-- Opening Marker --

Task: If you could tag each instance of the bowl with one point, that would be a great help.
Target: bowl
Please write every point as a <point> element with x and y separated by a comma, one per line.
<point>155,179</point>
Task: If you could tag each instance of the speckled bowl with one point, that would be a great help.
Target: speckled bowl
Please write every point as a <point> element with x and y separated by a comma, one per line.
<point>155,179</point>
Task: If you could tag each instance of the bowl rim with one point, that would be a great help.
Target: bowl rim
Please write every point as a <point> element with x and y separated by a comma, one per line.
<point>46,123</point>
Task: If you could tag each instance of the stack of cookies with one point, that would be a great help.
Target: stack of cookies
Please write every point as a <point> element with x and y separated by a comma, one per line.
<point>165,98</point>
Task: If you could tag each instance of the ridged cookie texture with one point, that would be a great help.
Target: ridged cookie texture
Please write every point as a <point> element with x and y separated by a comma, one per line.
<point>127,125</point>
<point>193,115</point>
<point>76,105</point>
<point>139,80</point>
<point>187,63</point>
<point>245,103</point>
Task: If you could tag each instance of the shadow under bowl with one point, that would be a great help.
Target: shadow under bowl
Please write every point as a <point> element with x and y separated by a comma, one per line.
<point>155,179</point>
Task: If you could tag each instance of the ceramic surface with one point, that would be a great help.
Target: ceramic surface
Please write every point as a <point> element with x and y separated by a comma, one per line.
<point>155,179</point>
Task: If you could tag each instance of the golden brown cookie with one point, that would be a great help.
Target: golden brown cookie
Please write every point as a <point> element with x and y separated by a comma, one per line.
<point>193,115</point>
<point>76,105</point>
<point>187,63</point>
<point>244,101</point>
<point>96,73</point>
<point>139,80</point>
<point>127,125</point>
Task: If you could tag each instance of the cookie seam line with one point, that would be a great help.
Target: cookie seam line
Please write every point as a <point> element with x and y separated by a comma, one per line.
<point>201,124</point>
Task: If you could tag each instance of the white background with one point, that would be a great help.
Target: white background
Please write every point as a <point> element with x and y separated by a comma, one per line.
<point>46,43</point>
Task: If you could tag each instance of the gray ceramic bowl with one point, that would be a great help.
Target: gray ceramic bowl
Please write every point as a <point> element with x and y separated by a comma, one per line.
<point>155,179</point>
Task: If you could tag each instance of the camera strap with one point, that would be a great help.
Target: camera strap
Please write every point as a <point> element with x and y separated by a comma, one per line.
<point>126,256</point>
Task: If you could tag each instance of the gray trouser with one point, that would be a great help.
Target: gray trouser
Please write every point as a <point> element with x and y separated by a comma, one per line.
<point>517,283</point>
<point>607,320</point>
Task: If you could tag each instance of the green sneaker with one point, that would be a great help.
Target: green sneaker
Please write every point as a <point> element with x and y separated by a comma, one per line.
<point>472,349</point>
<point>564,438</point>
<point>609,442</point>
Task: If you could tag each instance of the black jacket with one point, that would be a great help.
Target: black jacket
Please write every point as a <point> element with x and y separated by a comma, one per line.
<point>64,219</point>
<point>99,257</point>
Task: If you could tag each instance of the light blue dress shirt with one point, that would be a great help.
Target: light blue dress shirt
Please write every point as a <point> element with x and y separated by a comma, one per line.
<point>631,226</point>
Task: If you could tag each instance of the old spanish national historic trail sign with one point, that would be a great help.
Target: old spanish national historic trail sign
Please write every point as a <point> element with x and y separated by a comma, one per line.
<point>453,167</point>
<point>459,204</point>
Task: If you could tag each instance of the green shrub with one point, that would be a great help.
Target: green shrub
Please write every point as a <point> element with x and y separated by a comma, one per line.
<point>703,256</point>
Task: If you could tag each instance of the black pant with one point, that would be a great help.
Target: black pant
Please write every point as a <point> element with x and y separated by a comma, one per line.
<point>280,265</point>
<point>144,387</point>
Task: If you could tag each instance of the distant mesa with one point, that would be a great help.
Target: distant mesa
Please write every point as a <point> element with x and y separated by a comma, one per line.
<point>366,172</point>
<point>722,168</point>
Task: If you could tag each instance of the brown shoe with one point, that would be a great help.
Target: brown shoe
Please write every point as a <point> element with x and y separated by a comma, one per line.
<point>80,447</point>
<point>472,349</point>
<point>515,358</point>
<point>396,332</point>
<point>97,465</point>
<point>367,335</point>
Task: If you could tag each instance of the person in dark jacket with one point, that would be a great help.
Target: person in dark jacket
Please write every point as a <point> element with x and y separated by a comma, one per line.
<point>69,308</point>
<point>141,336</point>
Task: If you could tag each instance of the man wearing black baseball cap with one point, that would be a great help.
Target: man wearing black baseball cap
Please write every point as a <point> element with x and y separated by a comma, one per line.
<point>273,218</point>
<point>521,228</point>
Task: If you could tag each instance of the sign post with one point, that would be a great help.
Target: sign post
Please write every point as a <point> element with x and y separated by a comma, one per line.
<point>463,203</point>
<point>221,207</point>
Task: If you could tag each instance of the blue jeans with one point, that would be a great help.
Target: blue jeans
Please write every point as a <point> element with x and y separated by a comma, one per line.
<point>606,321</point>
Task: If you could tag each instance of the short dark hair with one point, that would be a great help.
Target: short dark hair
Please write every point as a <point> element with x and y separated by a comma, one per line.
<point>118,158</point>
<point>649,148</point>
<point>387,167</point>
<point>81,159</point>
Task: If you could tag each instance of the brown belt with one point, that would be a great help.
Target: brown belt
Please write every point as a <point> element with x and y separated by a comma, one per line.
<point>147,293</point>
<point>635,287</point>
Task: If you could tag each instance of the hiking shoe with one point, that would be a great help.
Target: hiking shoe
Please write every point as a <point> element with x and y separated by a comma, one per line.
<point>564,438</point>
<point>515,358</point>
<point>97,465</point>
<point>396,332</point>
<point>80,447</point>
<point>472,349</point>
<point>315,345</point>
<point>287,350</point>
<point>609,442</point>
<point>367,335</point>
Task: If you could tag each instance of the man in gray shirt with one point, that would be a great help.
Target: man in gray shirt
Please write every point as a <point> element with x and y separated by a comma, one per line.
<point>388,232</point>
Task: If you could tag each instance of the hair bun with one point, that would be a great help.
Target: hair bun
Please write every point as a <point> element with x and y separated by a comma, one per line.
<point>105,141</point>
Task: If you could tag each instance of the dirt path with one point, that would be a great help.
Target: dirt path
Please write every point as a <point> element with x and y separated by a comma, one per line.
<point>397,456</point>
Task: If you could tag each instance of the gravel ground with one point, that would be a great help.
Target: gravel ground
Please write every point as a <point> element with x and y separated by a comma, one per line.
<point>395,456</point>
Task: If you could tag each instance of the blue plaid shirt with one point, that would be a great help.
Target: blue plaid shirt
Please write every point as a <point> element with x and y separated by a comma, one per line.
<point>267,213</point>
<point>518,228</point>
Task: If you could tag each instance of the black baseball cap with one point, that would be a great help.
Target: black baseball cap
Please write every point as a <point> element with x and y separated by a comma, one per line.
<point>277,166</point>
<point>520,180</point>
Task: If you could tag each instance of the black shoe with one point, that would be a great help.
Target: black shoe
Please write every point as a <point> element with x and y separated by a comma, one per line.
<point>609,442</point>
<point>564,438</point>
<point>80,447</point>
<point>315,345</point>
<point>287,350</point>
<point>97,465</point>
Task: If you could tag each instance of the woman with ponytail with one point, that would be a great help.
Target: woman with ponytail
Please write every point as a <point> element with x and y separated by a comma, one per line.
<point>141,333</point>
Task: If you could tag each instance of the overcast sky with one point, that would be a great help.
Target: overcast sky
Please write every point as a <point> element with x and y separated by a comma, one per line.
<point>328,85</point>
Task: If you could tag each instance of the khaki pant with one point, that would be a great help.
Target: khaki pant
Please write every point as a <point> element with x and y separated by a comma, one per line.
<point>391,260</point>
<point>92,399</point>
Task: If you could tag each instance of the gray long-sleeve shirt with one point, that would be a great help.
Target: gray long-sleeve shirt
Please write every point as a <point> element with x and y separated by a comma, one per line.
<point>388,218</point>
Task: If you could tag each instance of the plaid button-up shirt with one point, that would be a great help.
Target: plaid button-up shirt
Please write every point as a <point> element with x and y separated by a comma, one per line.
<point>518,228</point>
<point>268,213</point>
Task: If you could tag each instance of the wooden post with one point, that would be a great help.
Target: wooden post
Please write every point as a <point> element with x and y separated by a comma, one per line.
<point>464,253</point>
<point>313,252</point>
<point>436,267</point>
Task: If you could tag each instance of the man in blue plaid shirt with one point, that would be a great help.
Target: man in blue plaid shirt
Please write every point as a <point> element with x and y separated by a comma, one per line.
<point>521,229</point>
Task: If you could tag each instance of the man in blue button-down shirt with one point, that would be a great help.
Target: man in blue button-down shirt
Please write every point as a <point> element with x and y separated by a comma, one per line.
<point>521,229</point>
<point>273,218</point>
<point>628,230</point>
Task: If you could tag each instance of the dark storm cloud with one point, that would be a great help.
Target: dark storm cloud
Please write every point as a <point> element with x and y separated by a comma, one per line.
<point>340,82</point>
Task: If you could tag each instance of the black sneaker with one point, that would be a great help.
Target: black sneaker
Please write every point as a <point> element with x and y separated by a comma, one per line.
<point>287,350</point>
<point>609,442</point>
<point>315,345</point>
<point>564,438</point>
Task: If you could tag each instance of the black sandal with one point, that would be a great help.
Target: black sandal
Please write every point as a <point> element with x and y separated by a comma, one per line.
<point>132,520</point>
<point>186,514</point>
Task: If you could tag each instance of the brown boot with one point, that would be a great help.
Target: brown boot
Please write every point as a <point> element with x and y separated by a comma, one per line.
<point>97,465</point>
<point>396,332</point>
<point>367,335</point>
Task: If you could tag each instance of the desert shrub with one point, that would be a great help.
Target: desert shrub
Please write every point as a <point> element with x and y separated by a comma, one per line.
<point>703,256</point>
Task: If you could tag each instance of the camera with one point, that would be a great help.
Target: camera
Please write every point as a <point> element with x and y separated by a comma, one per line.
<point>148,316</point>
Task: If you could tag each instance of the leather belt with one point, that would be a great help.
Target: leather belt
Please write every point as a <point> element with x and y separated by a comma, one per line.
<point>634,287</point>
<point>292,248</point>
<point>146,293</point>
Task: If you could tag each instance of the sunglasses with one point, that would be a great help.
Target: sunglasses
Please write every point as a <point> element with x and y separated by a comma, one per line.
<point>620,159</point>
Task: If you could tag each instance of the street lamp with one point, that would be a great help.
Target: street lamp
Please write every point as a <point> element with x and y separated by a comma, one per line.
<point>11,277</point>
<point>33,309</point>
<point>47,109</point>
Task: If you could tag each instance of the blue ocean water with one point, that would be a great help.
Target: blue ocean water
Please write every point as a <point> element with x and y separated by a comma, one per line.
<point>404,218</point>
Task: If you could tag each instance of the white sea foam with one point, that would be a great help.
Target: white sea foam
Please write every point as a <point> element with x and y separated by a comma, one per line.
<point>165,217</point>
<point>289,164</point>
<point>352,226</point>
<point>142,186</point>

-- Closing Marker --

- [The task]: Give back exactly the lines above starting at the line where "Target: person in dark jacket" appears and ending at the line where "Target: man in gray shirt" appears, both included, with no other lines.

- [Your response]:
Target: person in dark jacket
Please write every point as a <point> element with x and y separated by a comma, one per line.
<point>69,308</point>
<point>141,336</point>
Task: If you could tag each instance of the man wearing black baseball cap with one point, that would be a great help.
Target: man wearing black baseball cap
Please write every point as a <point> element with x and y separated by a comma, one per line.
<point>273,218</point>
<point>521,228</point>
Task: If you could tag each instance of the sign post with one point, that would be a great help.
Target: sign post
Please write every point as a <point> element with x and y separated by a comma, one per line.
<point>463,203</point>
<point>221,207</point>
Task: If you could tag each instance of the blue jeans with one point, that would be a great help.
Target: blue jeans
Please write every point as a <point> element with x and y separated by a comma, one per line.
<point>606,321</point>
Task: If you could tag each instance of the short dark hair with one point, that would be a great help.
Target: short dark hair
Please write every point as a <point> element with x and y separated by a comma, one per line.
<point>118,158</point>
<point>649,148</point>
<point>387,167</point>
<point>81,159</point>
Task: If you could tag each instance of the brown belt with one point, that would be a great help.
Target: brown belt
Please write every point as a <point> element with x and y separated by a comma, one per line.
<point>147,293</point>
<point>635,287</point>
Task: If you could tag each instance of the hiking shoe with one point, that would be a great help.
Target: hiking shoe
Please write every point as a <point> element with x and y separated by a comma, one per line.
<point>564,438</point>
<point>515,358</point>
<point>97,465</point>
<point>396,332</point>
<point>80,447</point>
<point>472,349</point>
<point>315,345</point>
<point>287,350</point>
<point>609,442</point>
<point>367,335</point>
Task: If you could tag each instance of the man in gray shirt with one point, that would be a great help.
Target: man in gray shirt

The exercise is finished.